* _Task instructions_
In the passage below, what measurement does the author use as an analogy for how different results can still be informative?

··· Passage provided

I’m very please that my discussion of the “we can’t ever know what a word is” Internet meme has elicited a response from Mark Liberman at Language Log. (here) Mark was very systematic in his comments, so I will be very systematic in my responses.
1. Without a careful definition of what you mean by “word” and by “language X”, questions like “how many words are there in language X” are pretty much meaningless, because different definitions will yield very different numbers.
This is very much off the mark. I can measure the distance from the earth to the moon using a variety of techniques, and get different measurements for a variety of reasons. The measurements may differ but they still tell me a great deal about the initial question especially when compared with other measurements (like how far away the sun is in comparison).
The way you have worded your paragraph tells me that if I wanted to examine different languages (say, grouped by language family or geography or whatever) to see if there were big difference in lexicon size, it would be impossible. Are you certain you want to make that argument?
In fact, we are mostly in agreement about the difficulties (see below) but that is not the point of the original post. The original post is about an Internet meme that claims that it is all utterly impossible.
2. The same thing applies, with the added issue of what you mean by “know”, to the question of “how many words of language X does a specific person know?” Another layer of variation is added by generalizing the question to “how many words of language X does an average four-year-old or 18-year-old know?” There’s an obvious answer, subject to the usual sampling-error problems, but the result is a bit like asking about average income — the mean value may not be very useful in telling you what you really want to know about the distribution.
I agree that mean values are not especially interesting without understanding variance (though you’ve objected to my quest for variance in item one) but this is not really related to anything I’ve said in my post or comments thereon.

······
··· Material shown

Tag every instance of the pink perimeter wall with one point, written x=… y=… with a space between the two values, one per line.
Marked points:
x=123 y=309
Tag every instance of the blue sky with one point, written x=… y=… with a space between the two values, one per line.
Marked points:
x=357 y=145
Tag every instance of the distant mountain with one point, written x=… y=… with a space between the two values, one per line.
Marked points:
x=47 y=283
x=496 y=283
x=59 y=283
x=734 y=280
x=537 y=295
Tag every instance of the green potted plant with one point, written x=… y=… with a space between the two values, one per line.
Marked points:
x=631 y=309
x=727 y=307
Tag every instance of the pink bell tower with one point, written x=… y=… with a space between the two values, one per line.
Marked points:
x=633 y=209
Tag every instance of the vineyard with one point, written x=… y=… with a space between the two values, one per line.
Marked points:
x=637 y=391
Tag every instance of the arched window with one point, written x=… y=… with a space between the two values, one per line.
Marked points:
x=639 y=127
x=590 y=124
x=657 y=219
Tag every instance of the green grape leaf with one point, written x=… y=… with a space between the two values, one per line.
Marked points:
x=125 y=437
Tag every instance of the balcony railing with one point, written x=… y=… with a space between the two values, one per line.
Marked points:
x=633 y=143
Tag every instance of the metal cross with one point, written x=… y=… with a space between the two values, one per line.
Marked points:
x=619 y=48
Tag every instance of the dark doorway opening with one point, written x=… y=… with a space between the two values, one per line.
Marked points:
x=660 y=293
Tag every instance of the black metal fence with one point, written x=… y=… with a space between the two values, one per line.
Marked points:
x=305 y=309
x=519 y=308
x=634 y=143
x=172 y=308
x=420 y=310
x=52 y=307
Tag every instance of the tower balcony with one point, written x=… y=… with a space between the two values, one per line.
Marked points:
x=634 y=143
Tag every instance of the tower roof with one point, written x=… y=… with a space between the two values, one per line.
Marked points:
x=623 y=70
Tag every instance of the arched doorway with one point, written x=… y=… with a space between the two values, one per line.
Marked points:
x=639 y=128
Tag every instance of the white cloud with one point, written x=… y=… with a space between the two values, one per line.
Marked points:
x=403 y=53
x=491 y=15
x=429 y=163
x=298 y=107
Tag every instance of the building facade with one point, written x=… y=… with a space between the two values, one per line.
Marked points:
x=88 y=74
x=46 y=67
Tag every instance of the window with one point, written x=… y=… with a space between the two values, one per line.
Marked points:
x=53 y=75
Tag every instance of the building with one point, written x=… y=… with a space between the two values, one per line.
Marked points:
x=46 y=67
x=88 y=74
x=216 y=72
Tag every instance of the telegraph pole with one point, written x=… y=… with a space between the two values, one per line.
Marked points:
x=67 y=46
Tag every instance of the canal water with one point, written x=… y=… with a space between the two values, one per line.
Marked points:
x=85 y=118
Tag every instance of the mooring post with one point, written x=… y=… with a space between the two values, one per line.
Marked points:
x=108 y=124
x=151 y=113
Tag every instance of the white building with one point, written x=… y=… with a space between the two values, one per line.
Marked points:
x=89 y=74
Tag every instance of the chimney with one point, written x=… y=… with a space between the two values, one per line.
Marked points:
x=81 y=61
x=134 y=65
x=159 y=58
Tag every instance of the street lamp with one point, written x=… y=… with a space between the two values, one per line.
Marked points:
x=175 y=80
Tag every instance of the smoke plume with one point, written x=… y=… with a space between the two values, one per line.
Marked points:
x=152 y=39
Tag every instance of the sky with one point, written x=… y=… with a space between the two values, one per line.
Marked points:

······

* _Result of the exercise_
The distance from the earth to the moon.